== Problem to solve ==
Arrange all the entries below as a Markdown table with two columns, No. and Line. Number the rows in order and leave out blank lines.

== Excerpted records ==
+--

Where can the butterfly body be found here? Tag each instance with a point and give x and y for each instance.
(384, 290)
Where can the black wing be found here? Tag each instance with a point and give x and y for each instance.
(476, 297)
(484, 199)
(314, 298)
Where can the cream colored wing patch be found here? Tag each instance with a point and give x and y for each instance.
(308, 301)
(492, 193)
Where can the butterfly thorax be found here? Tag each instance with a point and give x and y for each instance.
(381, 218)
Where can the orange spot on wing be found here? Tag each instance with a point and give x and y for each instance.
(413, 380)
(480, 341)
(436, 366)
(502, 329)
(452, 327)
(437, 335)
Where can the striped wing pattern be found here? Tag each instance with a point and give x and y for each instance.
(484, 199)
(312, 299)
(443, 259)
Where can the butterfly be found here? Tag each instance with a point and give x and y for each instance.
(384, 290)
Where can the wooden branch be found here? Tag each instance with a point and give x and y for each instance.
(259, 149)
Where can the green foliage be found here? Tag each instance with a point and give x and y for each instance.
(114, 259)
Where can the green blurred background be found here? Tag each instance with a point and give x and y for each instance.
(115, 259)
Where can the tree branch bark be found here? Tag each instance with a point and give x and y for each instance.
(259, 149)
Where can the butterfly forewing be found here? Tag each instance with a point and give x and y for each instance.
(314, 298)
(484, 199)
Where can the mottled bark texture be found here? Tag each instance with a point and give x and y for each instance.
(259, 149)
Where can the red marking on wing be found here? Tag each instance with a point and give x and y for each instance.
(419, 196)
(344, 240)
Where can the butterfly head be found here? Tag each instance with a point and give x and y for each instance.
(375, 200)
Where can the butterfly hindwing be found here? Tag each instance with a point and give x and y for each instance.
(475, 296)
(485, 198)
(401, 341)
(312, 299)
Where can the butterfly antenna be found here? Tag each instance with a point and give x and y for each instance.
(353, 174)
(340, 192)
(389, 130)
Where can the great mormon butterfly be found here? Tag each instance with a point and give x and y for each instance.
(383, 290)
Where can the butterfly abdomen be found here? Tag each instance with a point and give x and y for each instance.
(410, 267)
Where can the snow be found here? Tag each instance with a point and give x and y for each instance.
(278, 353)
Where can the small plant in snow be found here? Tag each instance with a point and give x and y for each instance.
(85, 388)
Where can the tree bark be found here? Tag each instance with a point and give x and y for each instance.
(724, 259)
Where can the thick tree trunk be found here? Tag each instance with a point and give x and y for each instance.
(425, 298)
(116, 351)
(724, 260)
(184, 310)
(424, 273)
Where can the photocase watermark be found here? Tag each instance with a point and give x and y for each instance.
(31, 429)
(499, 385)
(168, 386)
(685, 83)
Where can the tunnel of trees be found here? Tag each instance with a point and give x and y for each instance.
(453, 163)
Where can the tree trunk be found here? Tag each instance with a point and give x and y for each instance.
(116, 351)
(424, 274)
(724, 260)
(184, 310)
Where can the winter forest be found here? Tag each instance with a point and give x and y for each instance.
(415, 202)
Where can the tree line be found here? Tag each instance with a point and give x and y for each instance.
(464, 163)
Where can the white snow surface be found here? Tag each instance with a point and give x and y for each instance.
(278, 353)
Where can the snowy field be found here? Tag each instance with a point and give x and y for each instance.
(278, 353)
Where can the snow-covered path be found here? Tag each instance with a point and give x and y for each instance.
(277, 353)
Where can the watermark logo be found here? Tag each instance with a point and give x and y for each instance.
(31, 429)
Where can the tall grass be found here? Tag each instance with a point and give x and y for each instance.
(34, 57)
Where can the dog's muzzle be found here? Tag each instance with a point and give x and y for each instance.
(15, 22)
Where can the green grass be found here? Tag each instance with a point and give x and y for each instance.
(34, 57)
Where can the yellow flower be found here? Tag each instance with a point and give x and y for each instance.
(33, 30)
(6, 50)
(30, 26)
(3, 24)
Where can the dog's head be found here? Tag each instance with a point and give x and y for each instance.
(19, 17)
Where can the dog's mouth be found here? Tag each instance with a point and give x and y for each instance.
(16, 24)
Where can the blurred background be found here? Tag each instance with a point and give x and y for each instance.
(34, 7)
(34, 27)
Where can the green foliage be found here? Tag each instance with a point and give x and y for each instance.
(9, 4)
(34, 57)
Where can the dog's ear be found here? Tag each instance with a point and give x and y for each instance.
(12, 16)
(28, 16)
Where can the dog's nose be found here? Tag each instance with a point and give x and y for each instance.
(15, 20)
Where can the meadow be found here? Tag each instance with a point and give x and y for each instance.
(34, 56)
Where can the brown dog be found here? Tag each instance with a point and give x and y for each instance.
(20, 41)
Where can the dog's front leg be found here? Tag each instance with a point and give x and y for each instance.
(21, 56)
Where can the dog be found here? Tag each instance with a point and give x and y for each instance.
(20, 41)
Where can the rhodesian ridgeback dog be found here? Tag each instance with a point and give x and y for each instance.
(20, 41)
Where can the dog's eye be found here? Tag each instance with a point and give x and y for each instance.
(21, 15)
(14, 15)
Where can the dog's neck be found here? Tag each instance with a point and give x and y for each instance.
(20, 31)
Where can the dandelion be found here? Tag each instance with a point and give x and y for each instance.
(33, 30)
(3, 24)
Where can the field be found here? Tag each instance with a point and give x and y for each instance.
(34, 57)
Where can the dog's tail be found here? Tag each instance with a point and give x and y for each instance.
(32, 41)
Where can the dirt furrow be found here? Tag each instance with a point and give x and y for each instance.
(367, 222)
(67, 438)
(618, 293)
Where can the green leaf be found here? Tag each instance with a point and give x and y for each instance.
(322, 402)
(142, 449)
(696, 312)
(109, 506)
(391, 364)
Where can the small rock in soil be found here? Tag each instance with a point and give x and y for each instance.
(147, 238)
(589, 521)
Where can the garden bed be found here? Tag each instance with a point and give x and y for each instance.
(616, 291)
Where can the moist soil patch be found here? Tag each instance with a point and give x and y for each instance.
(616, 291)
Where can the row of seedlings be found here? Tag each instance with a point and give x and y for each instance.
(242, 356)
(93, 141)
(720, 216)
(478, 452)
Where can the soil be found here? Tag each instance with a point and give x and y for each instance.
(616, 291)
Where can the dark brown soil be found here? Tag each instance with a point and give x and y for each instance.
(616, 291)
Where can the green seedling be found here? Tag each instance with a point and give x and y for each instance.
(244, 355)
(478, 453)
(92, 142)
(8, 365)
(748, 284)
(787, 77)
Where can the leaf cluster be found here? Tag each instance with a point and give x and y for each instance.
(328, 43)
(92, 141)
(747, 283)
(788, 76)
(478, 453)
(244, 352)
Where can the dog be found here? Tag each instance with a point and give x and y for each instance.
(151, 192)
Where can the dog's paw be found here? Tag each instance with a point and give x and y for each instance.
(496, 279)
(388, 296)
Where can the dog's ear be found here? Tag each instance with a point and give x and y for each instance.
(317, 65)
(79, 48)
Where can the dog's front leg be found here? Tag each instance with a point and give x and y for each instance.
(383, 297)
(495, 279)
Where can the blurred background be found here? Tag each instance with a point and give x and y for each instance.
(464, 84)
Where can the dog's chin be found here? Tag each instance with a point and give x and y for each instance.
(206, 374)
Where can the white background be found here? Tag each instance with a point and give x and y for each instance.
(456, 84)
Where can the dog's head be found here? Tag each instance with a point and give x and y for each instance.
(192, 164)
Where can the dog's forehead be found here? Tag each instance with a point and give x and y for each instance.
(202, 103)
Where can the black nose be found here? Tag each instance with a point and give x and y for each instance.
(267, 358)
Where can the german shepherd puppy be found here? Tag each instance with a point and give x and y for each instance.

+--

== Written reply ==
| No. | Line |
|---|---|
| 1 | Where can the butterfly body be found here? Tag each instance with a point and give x and y for each instance. |
| 2 | (384, 290) |
| 3 | Where can the black wing be found here? Tag each instance with a point and give x and y for each instance. |
| 4 | (476, 297) |
| 5 | (484, 199) |
| 6 | (314, 298) |
| 7 | Where can the cream colored wing patch be found here? Tag each instance with a point and give x and y for each instance. |
| 8 | (308, 301) |
| 9 | (492, 193) |
| 10 | Where can the butterfly thorax be found here? Tag each instance with a point and give x and y for each instance. |
| 11 | (381, 218) |
| 12 | Where can the orange spot on wing be found here? Tag each instance with a point and give x and y for each instance. |
| 13 | (413, 380) |
| 14 | (480, 341) |
| 15 | (436, 366) |
| 16 | (502, 329) |
| 17 | (452, 327) |
| 18 | (437, 335) |
| 19 | Where can the striped wing pattern be found here? Tag each instance with a point and give x and y for each instance. |
| 20 | (484, 199) |
| 21 | (312, 299) |
| 22 | (443, 259) |
| 23 | Where can the butterfly be found here? Tag each instance with a point and give x and y for each instance. |
| 24 | (384, 290) |
| 25 | Where can the wooden branch be found here? Tag each instance with a point and give x and y for each instance. |
| 26 | (259, 149) |
| 27 | Where can the green foliage be found here? Tag each instance with a point and give x and y for each instance. |
| 28 | (114, 259) |
| 29 | Where can the green blurred background be found here? Tag each instance with a point and give x and y for each instance. |
| 30 | (115, 259) |
| 31 | Where can the tree branch bark be found here? Tag each instance with a point and give x and y for each instance. |
| 32 | (259, 149) |
| 33 | Where can the butterfly forewing be found here? Tag each instance with a point and give x and y for each instance. |
| 34 | (314, 298) |
| 35 | (484, 199) |
| 36 | Where can the mottled bark texture be found here? Tag each instance with a point and give x and y for each instance. |
| 37 | (259, 149) |
| 38 | Where can the red marking on wing be found here? Tag each instance with a point and give x and y for each instance. |
| 39 | (419, 196) |
| 40 | (344, 240) |
| 41 | Where can the butterfly head be found here? Tag each instance with a point and give x and y for each instance. |
| 42 | (375, 200) |
| 43 | Where can the butterfly hindwing be found here? Tag each instance with a point and give x and y for each instance. |
| 44 | (475, 296) |
| 45 | (485, 198) |
| 46 | (401, 341) |
| 47 | (312, 299) |
| 48 | Where can the butterfly antenna be found here? Tag each instance with a point and give x and y for each instance. |
| 49 | (353, 174) |
| 50 | (340, 192) |
| 51 | (389, 130) |
| 52 | Where can the great mormon butterfly be found here? Tag each instance with a point and give x and y for each instance. |
| 53 | (383, 290) |
| 54 | Where can the butterfly abdomen be found here? Tag each instance with a point and give x and y for each instance. |
| 55 | (410, 267) |
| 56 | Where can the snow be found here? Tag each instance with a point and give x and y for each instance. |
| 57 | (278, 353) |
| 58 | Where can the small plant in snow be found here? Tag each instance with a point and give x and y for each instance. |
| 59 | (85, 388) |
| 60 | Where can the tree bark be found here? Tag each instance with a point and give x and y for each instance. |
| 61 | (724, 259) |
| 62 | Where can the thick tree trunk be found here? Tag each instance with a point and give x and y for each instance. |
| 63 | (425, 298) |
| 64 | (116, 351) |
| 65 | (724, 260) |
| 66 | (184, 310) |
| 67 | (424, 273) |
| 68 | Where can the photocase watermark be found here? Tag each instance with a point and give x and y for each instance. |
| 69 | (31, 429) |
| 70 | (499, 385) |
| 71 | (168, 386) |
| 72 | (685, 83) |
| 73 | Where can the tunnel of trees be found here? Tag each instance with a point and give x and y for each instance. |
| 74 | (453, 163) |
| 75 | Where can the tree trunk be found here? Tag each instance with a point and give x and y for each instance. |
| 76 | (116, 351) |
| 77 | (424, 274) |
| 78 | (724, 260) |
| 79 | (184, 310) |
| 80 | Where can the winter forest be found here? Tag each instance with a point and give x and y for each instance. |
| 81 | (415, 202) |
| 82 | Where can the tree line be found here? Tag each instance with a point and give x and y for each instance. |
| 83 | (464, 163) |
| 84 | Where can the white snow surface be found here? Tag each instance with a point and give x and y for each instance. |
| 85 | (278, 353) |
| 86 | Where can the snowy field be found here? Tag each instance with a point and give x and y for each instance. |
| 87 | (278, 353) |
| 88 | Where can the snow-covered path be found here? Tag each instance with a point and give x and y for each instance. |
| 89 | (277, 353) |
| 90 | Where can the watermark logo be found here? Tag each instance with a point and give x and y for each instance. |
| 91 | (31, 429) |
| 92 | Where can the tall grass be found here? Tag each instance with a point and give x and y for each instance. |
| 93 | (34, 57) |
| 94 | Where can the dog's muzzle be found here? Tag each instance with a point and give x and y for each instance. |
| 95 | (15, 22) |
| 96 | Where can the green grass be found here? Tag each instance with a point and give x and y for each instance. |
| 97 | (34, 57) |
| 98 | Where can the yellow flower be found here? Tag each instance with a point and give x and y for each instance. |
| 99 | (33, 30) |
| 100 | (6, 50) |
| 101 | (30, 26) |
| 102 | (3, 24) |
| 103 | Where can the dog's head be found here? Tag each instance with a point and give x and y for each instance. |
| 104 | (19, 17) |
| 105 | Where can the dog's mouth be found here? Tag each instance with a point and give x and y for each instance. |
| 106 | (16, 24) |
| 107 | Where can the blurred background be found here? Tag each instance with a point and give x and y for each instance. |
| 108 | (34, 7) |
| 109 | (34, 27) |
| 110 | Where can the green foliage be found here? Tag each instance with a point and give x and y for each instance. |
| 111 | (9, 4) |
| 112 | (34, 57) |
| 113 | Where can the dog's ear be found here? Tag each instance with a point and give x and y for each instance. |
| 114 | (12, 16) |
| 115 | (28, 16) |
| 116 | Where can the dog's nose be found here? Tag each instance with a point and give x and y for each instance. |
| 117 | (15, 20) |
| 118 | Where can the meadow be found here? Tag each instance with a point and give x and y for each instance. |
| 119 | (34, 56) |
| 120 | Where can the brown dog be found here? Tag each instance with a point and give x and y for each instance. |
| 121 | (20, 41) |
| 122 | Where can the dog's front leg be found here? Tag each instance with a point and give x and y for each instance. |
| 123 | (21, 56) |
| 124 | Where can the dog be found here? Tag each instance with a point and give x and y for each instance. |
| 125 | (20, 41) |
| 126 | Where can the rhodesian ridgeback dog be found here? Tag each instance with a point and give x and y for each instance. |
| 127 | (20, 41) |
| 128 | Where can the dog's eye be found here? Tag each instance with a point and give x and y for each instance. |
| 129 | (21, 15) |
| 130 | (14, 15) |
| 131 | Where can the dog's neck be found here? Tag each instance with a point and give x and y for each instance. |
| 132 | (20, 31) |
| 133 | Where can the dandelion be found here? Tag each instance with a point and give x and y for each instance. |
| 134 | (33, 30) |
| 135 | (3, 24) |
| 136 | Where can the field be found here? Tag each instance with a point and give x and y for each instance. |
| 137 | (34, 57) |
| 138 | Where can the dog's tail be found here? Tag each instance with a point and give x and y for each instance. |
| 139 | (32, 41) |
| 140 | Where can the dirt furrow be found here? Tag each instance with a point and give x and y for each instance. |
| 141 | (367, 222) |
| 142 | (67, 438) |
| 143 | (618, 293) |
| 144 | Where can the green leaf be found here? Tag each instance with a point and give x and y for each instance. |
| 145 | (322, 402) |
| 146 | (142, 449) |
| 147 | (696, 312) |
| 148 | (109, 506) |
| 149 | (391, 364) |
| 150 | Where can the small rock in soil be found here? Tag each instance with a point and give x and y for each instance. |
| 151 | (147, 238) |
| 152 | (589, 521) |
| 153 | Where can the garden bed be found here? Tag each instance with a point and give x and y for each instance. |
| 154 | (616, 291) |
| 155 | Where can the moist soil patch be found here? Tag each instance with a point and give x and y for each instance. |
| 156 | (616, 291) |
| 157 | Where can the row of seedlings be found here? Tag each instance with a point and give x and y for each instance. |
| 158 | (242, 356) |
| 159 | (93, 141) |
| 160 | (720, 216) |
| 161 | (478, 452) |
| 162 | Where can the soil be found here? Tag each instance with a point and give x and y for each instance. |
| 163 | (616, 291) |
| 164 | Where can the dark brown soil be found here? Tag each instance with a point and give x and y for each instance. |
| 165 | (616, 291) |
| 166 | Where can the green seedling be found here? Tag each instance with a point and give x and y for each instance. |
| 167 | (244, 355) |
| 168 | (478, 453) |
| 169 | (92, 142) |
| 170 | (8, 365) |
| 171 | (748, 284) |
| 172 | (787, 77) |
| 173 | Where can the leaf cluster be found here? Tag each instance with a point and give x and y for each instance. |
| 174 | (328, 43) |
| 175 | (92, 141) |
| 176 | (747, 283) |
| 177 | (788, 76) |
| 178 | (478, 453) |
| 179 | (244, 352) |
| 180 | Where can the dog be found here? Tag each instance with a point and give x and y for each instance. |
| 181 | (151, 192) |
| 182 | Where can the dog's paw be found here? Tag each instance with a point and give x and y for each instance. |
| 183 | (496, 279) |
| 184 | (388, 296) |
| 185 | Where can the dog's ear be found here? Tag each instance with a point and give x and y for each instance. |
| 186 | (317, 65) |
| 187 | (79, 48) |
| 188 | Where can the dog's front leg be found here? Tag each instance with a point and give x and y for each instance. |
| 189 | (383, 297) |
| 190 | (495, 279) |
| 191 | Where can the blurred background be found here? Tag each instance with a point and give x and y for each instance. |
| 192 | (464, 84) |
| 193 | Where can the dog's chin be found here? Tag each instance with a point and give x and y for each instance. |
| 194 | (206, 374) |
| 195 | Where can the white background be found here? Tag each instance with a point and give x and y for each instance. |
| 196 | (456, 84) |
| 197 | Where can the dog's head be found here? Tag each instance with a point and give x and y for each instance. |
| 198 | (192, 164) |
| 199 | Where can the dog's forehead be found here? Tag each instance with a point and give x and y for each instance. |
| 200 | (202, 103) |
| 201 | Where can the black nose be found here? Tag each instance with a point and give x and y for each instance. |
| 202 | (267, 358) |
| 203 | Where can the german shepherd puppy be found here? Tag each instance with a point and give x and y for each instance. |